■ Travail à faire ■
1. Dressez la liste de toutes les lois et de tous les codes nommés dans le texte sur les heures de travail.
2. Citez le texte sur les heures de travail depuis « La législation québécoise » jusqu'à « sécurité du travail [LSST]). » inclusivement.
3. Prolongez le texte sur les heures de travail à partir de l'endroit où il s'arrête.

### Extrait du document ###

Vous lisez : Quand l’employeur intervient à l’égard d’un membre du personnel

Le travail, c’est la santé! Ah oui? Mais que faire si le nombre d’heures de travail effectuées est excessif?

La législation québécoise prévoit certains droits en faveur de la salariée ou du salarié :

  • Droit de refuser de travailler un nombre d’heures allant au-delà d’un certain seuil (art. 59.0.1 de la Loi sur les normes du travail [L.N.T.]);
  • Droit à une période de repos minimale obligatoire de 32 heures par cycle de travail (art. 78 L.N.T.);
  • Droit de refus d’exécuter un travail si le travailleur a des motifs raisonnables de croire qu’il serait exposé à un danger pour sa santé, sa sécurité ou son intégrité physique (art. 12 et 13 de la Loi sur la santé et la sécurité du travail [LSST]).

Les salariés ont des droits, mais l’employeur, peut-il limiter le nombre d’heures de travail?

Concrètement, pourrait-il refuser d’attribuer des heures de travail supplémentaires à un membre du personnel qui en réclamerait, ou même le sanctionner pour lui avoir caché qu’il travaillait dans un état de fatigue compromettant les objectifs reliés à la protection de la santé et de la sécurité du travail?

Voici deux décisions québécoises récentes provenant de milieux syndiqués, l’une issue du secteur du transport, régi par le Code de la sécurité routière, et l’autre provenant du secteur municipal. Elles confirment que l’employeur lui-même peut imposer une limite au nombre d’heures de travail que peut accomplir son personnel dans une même semaine.

Secteur du transport routier québécois

Les employeurs qui exploitent des entreprises de transport ont particulièrement intérêt à tenir compte de la fatigue causée par un nombre excessif d’heures de conduite.

### Données recueillies ###

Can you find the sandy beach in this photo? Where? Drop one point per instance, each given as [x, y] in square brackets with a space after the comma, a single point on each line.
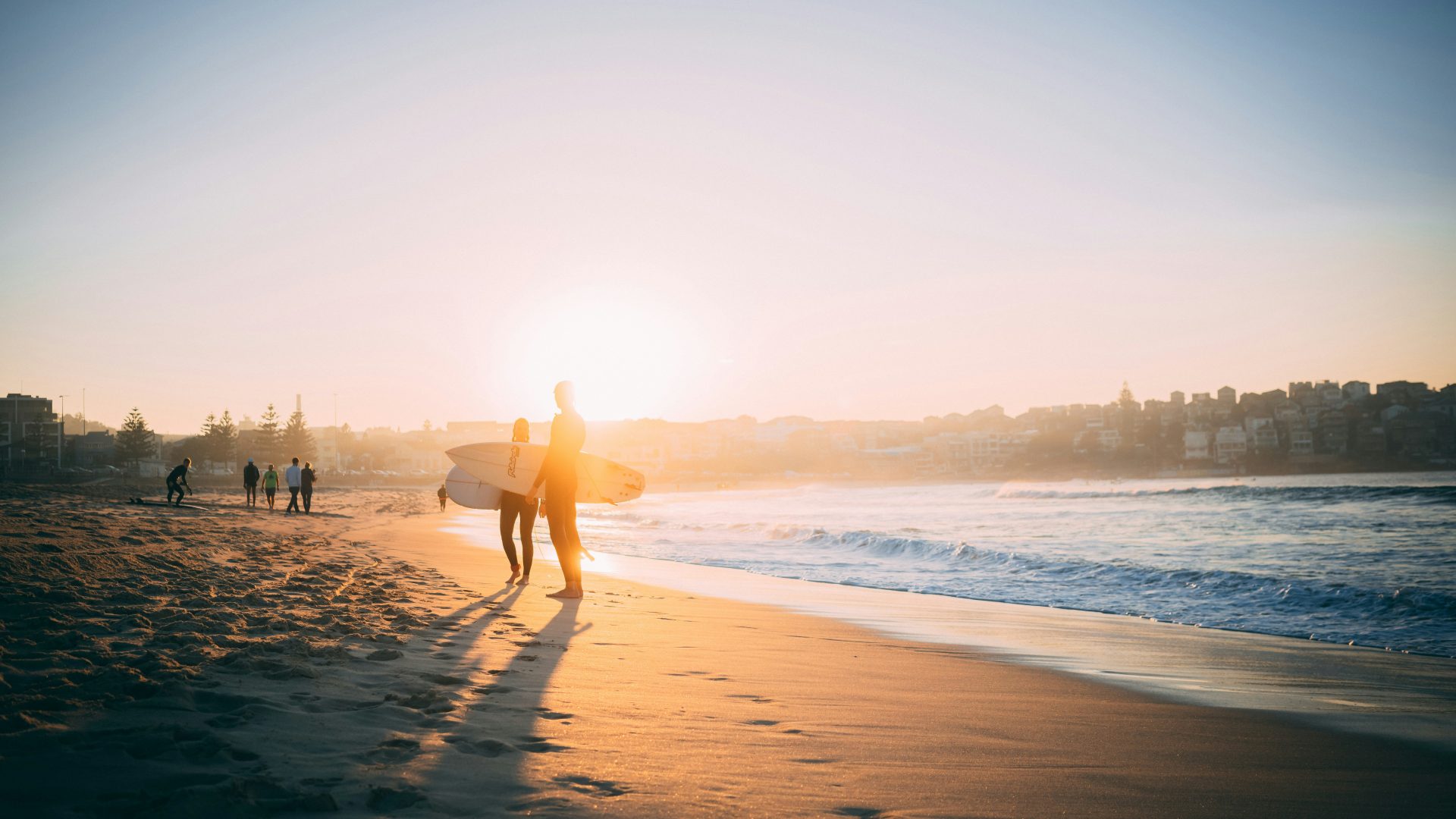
[367, 661]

###

■ Réponses finales ■
1.
- Loi sur les normes du travail (L.N.T.)
- Loi sur la santé et la sécurité du travail (LSST)
- Code de la sécurité routière

2.
La législation québécoise prévoit certains droits en faveur de la salariée ou du salarié :

  • Droit de refuser de travailler un nombre d’heures allant au-delà d’un certain seuil (art. 59.0.1 de la Loi sur les normes du travail [L.N.T.]);
  • Droit à une période de repos minimale obligatoire de 32 heures par cycle de travail (art. 78 L.N.T.);
  • Droit de refus d’exécuter un travail si le travailleur a des motifs raisonnables de croire qu’il serait exposé à un danger pour sa santé, sa sécurité ou son intégrité physique (art. 12 et 13 de la Loi sur la santé et la sécurité du travail [LSST]).

3.
Dans l’affaire Transport Hervé Lemieux (1975) inc., le congédiement imposé par l’employeur à l’un de ses chauffeurs de véhicules lourds a été confirmé. Il a en effet conduit plus de 70 heures par semaine pendant environ 2 ans, en violation de la législation, de la réglementation et de la convention collective applicables, et lui a camouflé ce fait. La fatigue au volant créée par le manque de sommeil met en péril la sécurité des usagers de la route et des piétons.

L’arbitre de griefs a pris en compte le Règlement sur les heures de conduite et de repos des conducteurs de véhicules lourds (art. 6, 8 et 9 al. 2). Celui-ci crée des interdictions pour les conducteurs visés de travailler au-delà de 70 heures par semaine et d’un certain nombre d’heures par jour. De plus, le Code de la sécurité routière (art. 519.10 al. 1 à 4) prévoit notamment une obligation pour le conducteur de véhicules lourds de remplir une fiche journalière de ses heures de repos et de travail.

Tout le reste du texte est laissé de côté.